# [What you need to do]
Omitting all pictures, copy word for word the lines from the line containing "Detect the grass" through the final line of the entries.

# [Data for review]
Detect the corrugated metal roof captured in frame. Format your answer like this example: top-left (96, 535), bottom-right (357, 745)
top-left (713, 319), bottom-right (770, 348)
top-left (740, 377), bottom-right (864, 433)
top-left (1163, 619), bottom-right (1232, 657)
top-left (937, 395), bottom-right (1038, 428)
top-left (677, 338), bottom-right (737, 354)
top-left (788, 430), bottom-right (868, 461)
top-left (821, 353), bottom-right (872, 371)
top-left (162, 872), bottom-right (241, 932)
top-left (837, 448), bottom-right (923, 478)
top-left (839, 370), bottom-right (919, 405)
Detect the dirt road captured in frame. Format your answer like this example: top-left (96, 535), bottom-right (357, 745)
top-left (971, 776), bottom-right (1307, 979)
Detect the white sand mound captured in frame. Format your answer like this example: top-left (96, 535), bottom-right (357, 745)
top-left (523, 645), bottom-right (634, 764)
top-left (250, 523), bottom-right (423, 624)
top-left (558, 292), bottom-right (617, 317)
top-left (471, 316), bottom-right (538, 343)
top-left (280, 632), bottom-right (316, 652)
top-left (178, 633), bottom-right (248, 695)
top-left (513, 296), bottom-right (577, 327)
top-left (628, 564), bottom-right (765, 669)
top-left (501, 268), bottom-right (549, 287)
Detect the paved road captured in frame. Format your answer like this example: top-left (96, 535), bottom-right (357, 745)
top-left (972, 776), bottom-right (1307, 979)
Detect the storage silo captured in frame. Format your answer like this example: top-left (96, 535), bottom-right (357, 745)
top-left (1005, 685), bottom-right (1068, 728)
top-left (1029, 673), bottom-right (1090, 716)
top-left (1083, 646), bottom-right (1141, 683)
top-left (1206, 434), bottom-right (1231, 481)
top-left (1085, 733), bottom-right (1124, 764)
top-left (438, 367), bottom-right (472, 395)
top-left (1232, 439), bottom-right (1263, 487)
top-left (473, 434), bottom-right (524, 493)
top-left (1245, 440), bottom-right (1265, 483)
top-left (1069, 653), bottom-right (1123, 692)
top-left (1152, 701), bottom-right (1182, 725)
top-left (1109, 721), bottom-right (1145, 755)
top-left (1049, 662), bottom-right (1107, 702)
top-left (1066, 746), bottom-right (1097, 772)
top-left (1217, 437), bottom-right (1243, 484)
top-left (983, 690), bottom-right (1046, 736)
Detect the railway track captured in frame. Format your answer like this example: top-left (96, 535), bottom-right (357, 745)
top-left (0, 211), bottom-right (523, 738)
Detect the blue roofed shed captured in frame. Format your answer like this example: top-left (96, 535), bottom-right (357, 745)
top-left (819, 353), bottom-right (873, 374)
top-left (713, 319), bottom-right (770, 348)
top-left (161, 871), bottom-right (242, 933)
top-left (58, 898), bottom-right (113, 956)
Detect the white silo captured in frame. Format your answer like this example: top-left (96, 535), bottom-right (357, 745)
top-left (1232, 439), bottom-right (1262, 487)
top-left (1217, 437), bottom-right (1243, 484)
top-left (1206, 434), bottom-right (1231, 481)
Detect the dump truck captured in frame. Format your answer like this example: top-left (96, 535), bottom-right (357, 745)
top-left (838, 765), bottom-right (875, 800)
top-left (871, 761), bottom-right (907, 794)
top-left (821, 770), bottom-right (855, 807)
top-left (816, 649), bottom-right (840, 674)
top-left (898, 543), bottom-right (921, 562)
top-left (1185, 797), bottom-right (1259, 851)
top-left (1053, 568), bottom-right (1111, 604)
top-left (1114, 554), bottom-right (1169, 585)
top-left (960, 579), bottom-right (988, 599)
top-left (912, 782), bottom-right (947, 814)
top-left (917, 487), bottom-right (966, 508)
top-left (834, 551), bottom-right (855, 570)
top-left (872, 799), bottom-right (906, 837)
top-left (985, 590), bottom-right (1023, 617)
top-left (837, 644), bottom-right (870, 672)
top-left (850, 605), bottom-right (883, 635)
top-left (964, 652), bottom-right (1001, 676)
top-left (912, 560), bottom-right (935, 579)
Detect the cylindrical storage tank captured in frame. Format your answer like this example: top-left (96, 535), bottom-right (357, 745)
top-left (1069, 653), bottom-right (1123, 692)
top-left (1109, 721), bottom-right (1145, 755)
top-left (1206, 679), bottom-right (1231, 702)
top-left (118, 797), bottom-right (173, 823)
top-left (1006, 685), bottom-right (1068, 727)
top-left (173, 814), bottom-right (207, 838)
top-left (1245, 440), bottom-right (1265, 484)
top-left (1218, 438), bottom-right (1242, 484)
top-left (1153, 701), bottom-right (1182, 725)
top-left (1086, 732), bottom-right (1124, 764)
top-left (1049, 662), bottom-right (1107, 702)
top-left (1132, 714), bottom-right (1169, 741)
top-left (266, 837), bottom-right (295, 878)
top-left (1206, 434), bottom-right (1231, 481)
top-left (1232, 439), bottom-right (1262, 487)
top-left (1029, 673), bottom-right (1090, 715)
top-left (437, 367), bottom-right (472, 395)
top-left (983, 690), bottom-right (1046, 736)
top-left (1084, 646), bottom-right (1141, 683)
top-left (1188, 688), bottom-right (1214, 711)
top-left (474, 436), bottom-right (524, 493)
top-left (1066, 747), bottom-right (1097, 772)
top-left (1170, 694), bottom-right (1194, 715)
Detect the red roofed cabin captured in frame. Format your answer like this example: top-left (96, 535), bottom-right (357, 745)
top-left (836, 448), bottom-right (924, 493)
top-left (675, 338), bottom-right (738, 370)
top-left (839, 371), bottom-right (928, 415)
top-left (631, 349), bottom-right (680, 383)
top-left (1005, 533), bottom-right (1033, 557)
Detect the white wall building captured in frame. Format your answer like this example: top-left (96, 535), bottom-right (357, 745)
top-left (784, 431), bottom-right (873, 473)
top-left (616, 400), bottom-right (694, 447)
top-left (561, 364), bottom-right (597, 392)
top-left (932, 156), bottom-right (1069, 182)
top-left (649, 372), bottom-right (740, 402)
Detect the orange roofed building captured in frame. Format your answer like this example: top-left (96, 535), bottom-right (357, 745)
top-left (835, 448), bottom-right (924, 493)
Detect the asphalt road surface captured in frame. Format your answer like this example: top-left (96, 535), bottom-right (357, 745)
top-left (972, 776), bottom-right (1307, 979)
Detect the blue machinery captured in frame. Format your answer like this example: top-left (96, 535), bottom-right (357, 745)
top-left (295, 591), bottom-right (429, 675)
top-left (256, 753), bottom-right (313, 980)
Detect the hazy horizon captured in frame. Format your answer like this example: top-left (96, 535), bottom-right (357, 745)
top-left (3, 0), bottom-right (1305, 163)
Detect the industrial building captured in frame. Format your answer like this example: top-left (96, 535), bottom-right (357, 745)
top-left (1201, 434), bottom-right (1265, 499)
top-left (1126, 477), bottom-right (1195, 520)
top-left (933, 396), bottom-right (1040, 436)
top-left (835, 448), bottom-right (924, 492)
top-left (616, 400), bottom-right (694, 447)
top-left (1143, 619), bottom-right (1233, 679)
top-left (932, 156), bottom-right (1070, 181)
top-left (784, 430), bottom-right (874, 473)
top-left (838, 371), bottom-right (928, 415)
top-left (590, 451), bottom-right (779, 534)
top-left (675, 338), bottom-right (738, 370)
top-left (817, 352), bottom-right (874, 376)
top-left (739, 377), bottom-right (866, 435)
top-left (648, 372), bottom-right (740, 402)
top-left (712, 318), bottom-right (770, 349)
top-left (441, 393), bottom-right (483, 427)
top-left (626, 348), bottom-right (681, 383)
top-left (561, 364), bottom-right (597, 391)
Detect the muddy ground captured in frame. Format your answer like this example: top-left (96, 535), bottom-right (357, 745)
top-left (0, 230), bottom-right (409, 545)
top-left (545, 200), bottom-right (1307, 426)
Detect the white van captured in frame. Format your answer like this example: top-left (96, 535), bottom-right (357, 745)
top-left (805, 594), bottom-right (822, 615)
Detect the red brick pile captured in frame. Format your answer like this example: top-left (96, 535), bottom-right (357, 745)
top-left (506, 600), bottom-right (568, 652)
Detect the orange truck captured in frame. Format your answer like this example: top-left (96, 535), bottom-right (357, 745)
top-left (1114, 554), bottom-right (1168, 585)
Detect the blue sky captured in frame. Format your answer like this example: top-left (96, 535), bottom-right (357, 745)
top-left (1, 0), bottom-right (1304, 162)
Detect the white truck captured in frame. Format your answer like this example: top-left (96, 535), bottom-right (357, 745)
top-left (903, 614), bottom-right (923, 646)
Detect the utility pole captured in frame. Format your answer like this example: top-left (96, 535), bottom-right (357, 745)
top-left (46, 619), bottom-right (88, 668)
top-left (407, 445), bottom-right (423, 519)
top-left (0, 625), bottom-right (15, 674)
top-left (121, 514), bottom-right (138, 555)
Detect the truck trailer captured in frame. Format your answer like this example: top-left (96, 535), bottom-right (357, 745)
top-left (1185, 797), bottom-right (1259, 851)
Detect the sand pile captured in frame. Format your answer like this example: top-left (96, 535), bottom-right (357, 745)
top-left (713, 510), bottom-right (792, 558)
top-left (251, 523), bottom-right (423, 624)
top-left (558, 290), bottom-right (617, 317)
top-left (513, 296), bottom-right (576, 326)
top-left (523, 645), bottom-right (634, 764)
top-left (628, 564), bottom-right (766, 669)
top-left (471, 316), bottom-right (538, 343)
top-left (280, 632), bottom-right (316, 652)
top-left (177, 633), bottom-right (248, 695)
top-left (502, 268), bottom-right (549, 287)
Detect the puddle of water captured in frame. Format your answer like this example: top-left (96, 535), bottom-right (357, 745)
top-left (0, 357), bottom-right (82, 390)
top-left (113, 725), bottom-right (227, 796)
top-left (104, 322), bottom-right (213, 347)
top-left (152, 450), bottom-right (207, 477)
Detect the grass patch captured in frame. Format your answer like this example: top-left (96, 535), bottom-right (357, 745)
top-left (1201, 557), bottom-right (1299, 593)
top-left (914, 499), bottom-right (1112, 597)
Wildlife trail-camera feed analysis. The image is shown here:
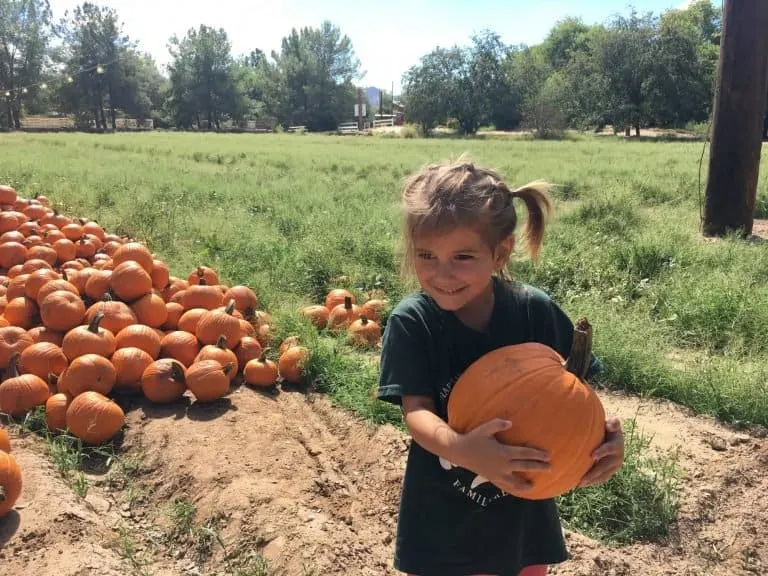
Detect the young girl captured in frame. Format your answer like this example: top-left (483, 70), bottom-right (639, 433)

# [Task answer]
Detect the grass patch captured in frame. Format your answer like this example: top-left (96, 535), bottom-right (357, 745)
top-left (1201, 557), bottom-right (1299, 593)
top-left (914, 499), bottom-right (1112, 597)
Wildlife trail-camera feed analysis. The image is shown here:
Detect the young girl captured in frame. Format your answer like this example: top-left (483, 70), bottom-right (639, 433)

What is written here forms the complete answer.